- _Supplied records_:
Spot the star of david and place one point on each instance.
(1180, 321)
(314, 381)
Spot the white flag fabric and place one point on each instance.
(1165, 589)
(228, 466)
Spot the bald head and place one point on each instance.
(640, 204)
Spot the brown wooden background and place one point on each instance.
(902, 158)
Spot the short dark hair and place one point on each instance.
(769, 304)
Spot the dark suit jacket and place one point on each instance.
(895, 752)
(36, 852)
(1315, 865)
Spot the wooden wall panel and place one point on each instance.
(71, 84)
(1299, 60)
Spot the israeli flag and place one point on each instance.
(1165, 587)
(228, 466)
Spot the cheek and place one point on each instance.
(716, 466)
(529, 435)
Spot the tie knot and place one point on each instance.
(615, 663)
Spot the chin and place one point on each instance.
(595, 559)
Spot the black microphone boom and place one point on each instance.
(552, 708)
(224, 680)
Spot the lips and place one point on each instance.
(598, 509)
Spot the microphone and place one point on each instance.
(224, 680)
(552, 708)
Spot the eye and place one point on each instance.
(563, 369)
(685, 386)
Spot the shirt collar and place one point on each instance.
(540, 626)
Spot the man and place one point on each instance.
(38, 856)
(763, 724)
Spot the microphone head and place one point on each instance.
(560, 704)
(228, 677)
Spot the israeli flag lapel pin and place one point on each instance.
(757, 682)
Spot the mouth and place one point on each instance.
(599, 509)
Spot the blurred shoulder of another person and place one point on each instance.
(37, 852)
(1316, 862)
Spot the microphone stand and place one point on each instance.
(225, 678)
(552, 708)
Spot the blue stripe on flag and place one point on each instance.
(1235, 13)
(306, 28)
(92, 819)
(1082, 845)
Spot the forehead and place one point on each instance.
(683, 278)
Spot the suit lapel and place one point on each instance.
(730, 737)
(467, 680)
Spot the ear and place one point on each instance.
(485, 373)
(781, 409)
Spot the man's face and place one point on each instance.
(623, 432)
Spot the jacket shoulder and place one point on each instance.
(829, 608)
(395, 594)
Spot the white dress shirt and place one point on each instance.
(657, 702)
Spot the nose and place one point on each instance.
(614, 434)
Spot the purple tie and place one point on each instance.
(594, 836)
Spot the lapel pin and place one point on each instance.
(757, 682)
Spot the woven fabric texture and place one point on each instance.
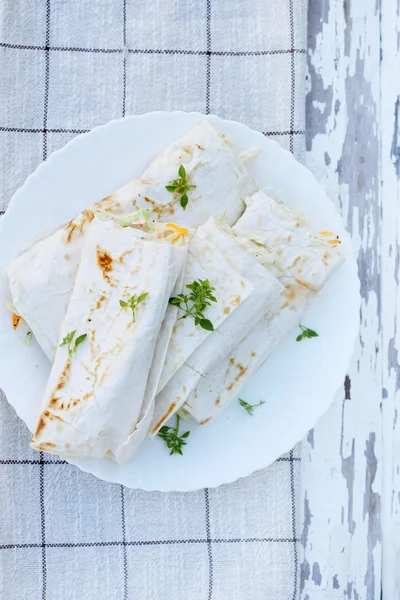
(67, 66)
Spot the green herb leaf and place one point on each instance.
(174, 301)
(250, 407)
(133, 302)
(180, 186)
(306, 333)
(206, 324)
(142, 297)
(80, 339)
(171, 437)
(68, 338)
(194, 304)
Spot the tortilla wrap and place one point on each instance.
(42, 276)
(308, 257)
(94, 398)
(265, 288)
(306, 261)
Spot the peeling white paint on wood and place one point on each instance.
(390, 78)
(351, 461)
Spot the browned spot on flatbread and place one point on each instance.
(46, 415)
(241, 371)
(41, 425)
(105, 262)
(165, 417)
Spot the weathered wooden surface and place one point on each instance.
(350, 467)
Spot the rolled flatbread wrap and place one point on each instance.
(97, 386)
(261, 288)
(42, 276)
(305, 261)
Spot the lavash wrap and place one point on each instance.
(42, 276)
(304, 261)
(96, 401)
(216, 248)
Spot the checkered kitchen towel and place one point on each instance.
(65, 67)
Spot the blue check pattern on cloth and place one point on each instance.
(67, 66)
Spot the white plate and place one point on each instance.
(298, 383)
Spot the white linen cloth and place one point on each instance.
(67, 66)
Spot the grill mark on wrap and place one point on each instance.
(105, 262)
(78, 224)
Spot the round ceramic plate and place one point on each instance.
(297, 383)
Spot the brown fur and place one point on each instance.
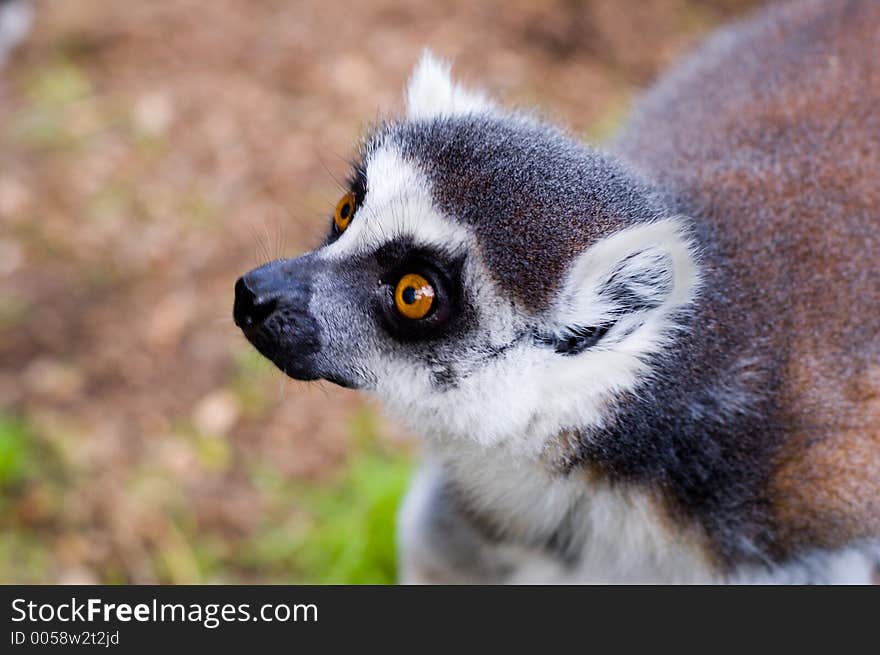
(772, 136)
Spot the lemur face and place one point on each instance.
(489, 277)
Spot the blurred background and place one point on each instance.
(150, 153)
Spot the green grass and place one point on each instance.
(344, 529)
(15, 452)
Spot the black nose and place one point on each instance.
(250, 310)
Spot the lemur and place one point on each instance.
(656, 363)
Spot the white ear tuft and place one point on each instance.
(431, 92)
(636, 277)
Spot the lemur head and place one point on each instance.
(487, 275)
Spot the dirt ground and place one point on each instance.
(151, 152)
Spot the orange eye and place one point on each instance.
(413, 296)
(344, 211)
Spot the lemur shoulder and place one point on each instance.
(655, 364)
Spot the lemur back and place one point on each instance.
(771, 135)
(656, 364)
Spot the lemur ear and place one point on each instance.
(636, 278)
(431, 92)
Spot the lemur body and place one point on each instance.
(656, 366)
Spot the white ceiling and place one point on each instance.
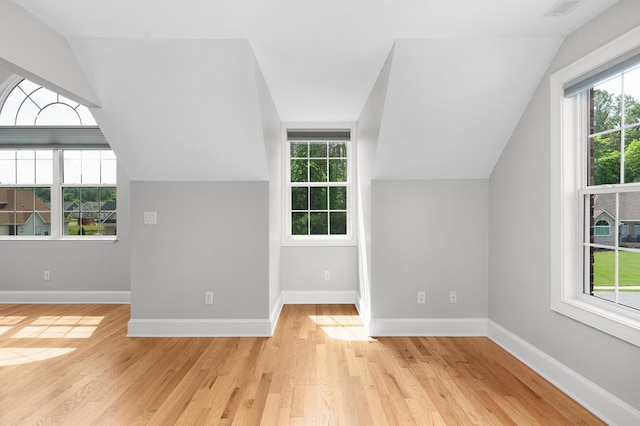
(320, 58)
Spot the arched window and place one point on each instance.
(57, 172)
(29, 104)
(602, 228)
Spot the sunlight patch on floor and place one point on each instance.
(342, 327)
(18, 356)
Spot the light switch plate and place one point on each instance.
(150, 218)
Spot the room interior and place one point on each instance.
(450, 106)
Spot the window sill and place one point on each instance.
(82, 240)
(616, 320)
(319, 242)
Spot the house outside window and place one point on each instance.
(319, 180)
(595, 147)
(57, 173)
(602, 229)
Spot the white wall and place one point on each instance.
(271, 130)
(368, 134)
(33, 50)
(519, 271)
(429, 236)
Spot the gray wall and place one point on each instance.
(75, 266)
(519, 265)
(429, 236)
(303, 268)
(210, 236)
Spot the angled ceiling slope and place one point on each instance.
(178, 110)
(31, 49)
(452, 104)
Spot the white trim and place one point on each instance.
(428, 327)
(318, 297)
(275, 314)
(603, 404)
(66, 297)
(567, 164)
(199, 328)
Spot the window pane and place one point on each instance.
(42, 208)
(606, 159)
(71, 208)
(299, 149)
(603, 220)
(58, 114)
(628, 278)
(338, 149)
(27, 114)
(319, 198)
(299, 198)
(299, 170)
(606, 104)
(632, 97)
(337, 170)
(90, 166)
(108, 170)
(318, 223)
(43, 97)
(317, 149)
(10, 107)
(44, 167)
(8, 170)
(318, 170)
(107, 216)
(603, 272)
(72, 166)
(299, 223)
(25, 167)
(27, 211)
(338, 223)
(338, 198)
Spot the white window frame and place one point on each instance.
(567, 119)
(57, 217)
(319, 240)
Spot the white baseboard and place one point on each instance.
(199, 328)
(428, 327)
(318, 297)
(66, 297)
(609, 408)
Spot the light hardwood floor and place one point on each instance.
(74, 365)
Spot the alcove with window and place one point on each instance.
(57, 172)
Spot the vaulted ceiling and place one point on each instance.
(462, 70)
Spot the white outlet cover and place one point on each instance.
(150, 218)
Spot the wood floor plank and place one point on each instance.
(74, 365)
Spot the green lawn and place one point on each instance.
(604, 265)
(74, 229)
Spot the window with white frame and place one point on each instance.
(57, 174)
(595, 146)
(318, 192)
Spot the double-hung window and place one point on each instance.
(57, 173)
(318, 191)
(595, 147)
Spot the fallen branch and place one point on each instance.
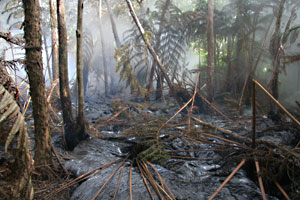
(228, 179)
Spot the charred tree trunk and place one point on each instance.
(210, 48)
(71, 136)
(34, 69)
(275, 52)
(229, 65)
(79, 62)
(54, 38)
(159, 83)
(103, 50)
(47, 57)
(113, 24)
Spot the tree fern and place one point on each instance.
(21, 164)
(165, 32)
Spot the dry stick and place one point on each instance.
(119, 181)
(278, 104)
(183, 107)
(151, 180)
(282, 190)
(228, 179)
(59, 160)
(83, 176)
(144, 179)
(215, 136)
(156, 183)
(161, 179)
(117, 114)
(261, 185)
(25, 110)
(107, 181)
(130, 180)
(223, 130)
(214, 107)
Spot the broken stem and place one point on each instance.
(282, 190)
(228, 179)
(119, 181)
(261, 185)
(277, 102)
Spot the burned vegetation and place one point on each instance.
(194, 101)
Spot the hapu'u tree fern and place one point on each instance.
(16, 13)
(163, 28)
(88, 52)
(17, 162)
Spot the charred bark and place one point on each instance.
(275, 50)
(79, 61)
(73, 135)
(34, 69)
(211, 51)
(103, 51)
(54, 39)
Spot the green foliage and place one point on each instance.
(163, 28)
(127, 72)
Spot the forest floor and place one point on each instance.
(194, 147)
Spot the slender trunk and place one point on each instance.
(113, 24)
(54, 38)
(210, 47)
(65, 96)
(156, 48)
(154, 54)
(47, 57)
(103, 50)
(275, 51)
(79, 62)
(34, 69)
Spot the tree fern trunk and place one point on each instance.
(34, 69)
(54, 38)
(65, 97)
(211, 48)
(79, 61)
(113, 24)
(103, 48)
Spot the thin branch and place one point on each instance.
(228, 179)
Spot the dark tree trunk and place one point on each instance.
(47, 57)
(229, 65)
(54, 38)
(34, 69)
(80, 115)
(275, 51)
(154, 69)
(113, 24)
(103, 48)
(71, 136)
(210, 48)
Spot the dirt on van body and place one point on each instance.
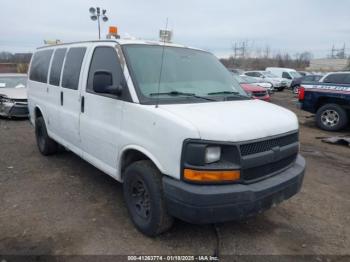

- _Requirement_:
Output exactly the lines from the one containing "Spot the green foliage" through the last line of the records above, both included, leaving out any pictures.

- _Output for this task_:
Spot the green foliage and place one point on each instance.
(163, 28)
(127, 72)
Spot the forest floor and place one point on each instance.
(194, 147)
Spot the slender trunk and place one point on each instance.
(113, 24)
(54, 38)
(210, 47)
(65, 96)
(156, 48)
(154, 54)
(47, 57)
(103, 50)
(275, 51)
(79, 62)
(34, 69)
Spot the tree fern trunk and place one point on each instance.
(34, 69)
(54, 38)
(65, 97)
(211, 48)
(79, 61)
(113, 24)
(103, 48)
Spot the thin branch and place one point on each instance.
(228, 179)
Spot the dark tree trunk and place one point on each instance.
(47, 57)
(229, 65)
(54, 38)
(34, 69)
(80, 115)
(275, 51)
(154, 69)
(113, 24)
(103, 48)
(71, 136)
(210, 48)
Spot the dirt on van body and place one point on each instance.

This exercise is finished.